**EXERCISE BRIEF**
Copy out, word for word, the stretch of the material from the line containing "Point out sidewalk" through the last line of the material, including both ends.

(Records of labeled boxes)
========================================================================

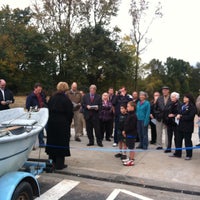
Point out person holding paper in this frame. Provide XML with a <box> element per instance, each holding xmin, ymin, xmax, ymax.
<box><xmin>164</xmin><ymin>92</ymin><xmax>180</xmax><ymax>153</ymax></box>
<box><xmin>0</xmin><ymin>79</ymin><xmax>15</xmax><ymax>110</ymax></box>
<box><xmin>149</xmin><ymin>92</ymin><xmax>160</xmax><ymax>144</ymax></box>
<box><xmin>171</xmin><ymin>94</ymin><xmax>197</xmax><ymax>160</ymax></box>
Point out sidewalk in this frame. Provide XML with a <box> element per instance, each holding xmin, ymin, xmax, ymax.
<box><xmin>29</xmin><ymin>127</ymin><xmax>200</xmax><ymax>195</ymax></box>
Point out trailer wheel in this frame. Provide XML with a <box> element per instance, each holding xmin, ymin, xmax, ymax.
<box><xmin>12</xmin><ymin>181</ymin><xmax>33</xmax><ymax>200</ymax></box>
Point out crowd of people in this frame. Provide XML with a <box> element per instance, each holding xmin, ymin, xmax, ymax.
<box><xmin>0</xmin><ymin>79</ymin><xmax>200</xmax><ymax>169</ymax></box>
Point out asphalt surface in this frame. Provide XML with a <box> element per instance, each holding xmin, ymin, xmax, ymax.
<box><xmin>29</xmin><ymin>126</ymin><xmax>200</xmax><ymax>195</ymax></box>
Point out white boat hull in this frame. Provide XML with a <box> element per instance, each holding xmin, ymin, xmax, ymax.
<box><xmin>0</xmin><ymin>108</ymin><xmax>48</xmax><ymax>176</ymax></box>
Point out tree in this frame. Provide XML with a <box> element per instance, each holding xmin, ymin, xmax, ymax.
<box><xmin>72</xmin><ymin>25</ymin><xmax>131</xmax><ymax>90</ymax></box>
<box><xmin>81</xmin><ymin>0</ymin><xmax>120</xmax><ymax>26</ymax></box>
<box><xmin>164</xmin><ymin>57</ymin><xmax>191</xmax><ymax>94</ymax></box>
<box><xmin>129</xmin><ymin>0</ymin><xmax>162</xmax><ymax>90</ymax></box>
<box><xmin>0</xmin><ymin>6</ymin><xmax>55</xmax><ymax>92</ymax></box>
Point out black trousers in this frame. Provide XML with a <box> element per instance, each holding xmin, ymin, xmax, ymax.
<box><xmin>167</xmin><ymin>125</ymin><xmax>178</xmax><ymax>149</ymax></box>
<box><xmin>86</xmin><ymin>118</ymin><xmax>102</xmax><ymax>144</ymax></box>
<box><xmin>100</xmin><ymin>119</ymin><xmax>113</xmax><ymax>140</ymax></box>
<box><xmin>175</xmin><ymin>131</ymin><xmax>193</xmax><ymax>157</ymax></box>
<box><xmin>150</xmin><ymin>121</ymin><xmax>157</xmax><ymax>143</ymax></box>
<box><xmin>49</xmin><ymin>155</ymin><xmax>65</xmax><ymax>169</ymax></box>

========================================================================

**COMPLETED EXERCISE**
Point out sidewalk in this frame. Provide XML with a <box> element per instance, each holding xmin, ymin, xmax, ymax.
<box><xmin>29</xmin><ymin>127</ymin><xmax>200</xmax><ymax>195</ymax></box>
Point out trailer wheel in this frame. Provide XML with a <box> element per instance, each holding xmin, ymin, xmax, ymax.
<box><xmin>12</xmin><ymin>181</ymin><xmax>33</xmax><ymax>200</ymax></box>
Point out crowd of people in this frame. Provide XML with a <box> element per instance, each holding xmin, ymin, xmax, ymax.
<box><xmin>0</xmin><ymin>79</ymin><xmax>200</xmax><ymax>169</ymax></box>
Point out asphalt surface in this frame. Provide XML with a <box> element per instance, each holding xmin, ymin, xmax, ymax.
<box><xmin>29</xmin><ymin>126</ymin><xmax>200</xmax><ymax>195</ymax></box>
Point out white boat hull in this frame. Provide XML with a <box> element per instance, each holding xmin, ymin, xmax, ymax.
<box><xmin>0</xmin><ymin>108</ymin><xmax>48</xmax><ymax>176</ymax></box>
Point out tree in this frame. Provide XML with a <box> element per instance, each holding xmin, ymin, xmax, ymax.
<box><xmin>72</xmin><ymin>25</ymin><xmax>131</xmax><ymax>90</ymax></box>
<box><xmin>81</xmin><ymin>0</ymin><xmax>120</xmax><ymax>26</ymax></box>
<box><xmin>164</xmin><ymin>57</ymin><xmax>191</xmax><ymax>94</ymax></box>
<box><xmin>129</xmin><ymin>0</ymin><xmax>162</xmax><ymax>90</ymax></box>
<box><xmin>0</xmin><ymin>6</ymin><xmax>55</xmax><ymax>92</ymax></box>
Point out black trousers in this frame. Provide XML with a <box> element per instance, each holding xmin, ymin, xmax, ymax.
<box><xmin>167</xmin><ymin>125</ymin><xmax>178</xmax><ymax>149</ymax></box>
<box><xmin>86</xmin><ymin>118</ymin><xmax>102</xmax><ymax>144</ymax></box>
<box><xmin>100</xmin><ymin>119</ymin><xmax>113</xmax><ymax>140</ymax></box>
<box><xmin>175</xmin><ymin>131</ymin><xmax>193</xmax><ymax>157</ymax></box>
<box><xmin>150</xmin><ymin>121</ymin><xmax>157</xmax><ymax>143</ymax></box>
<box><xmin>49</xmin><ymin>155</ymin><xmax>65</xmax><ymax>169</ymax></box>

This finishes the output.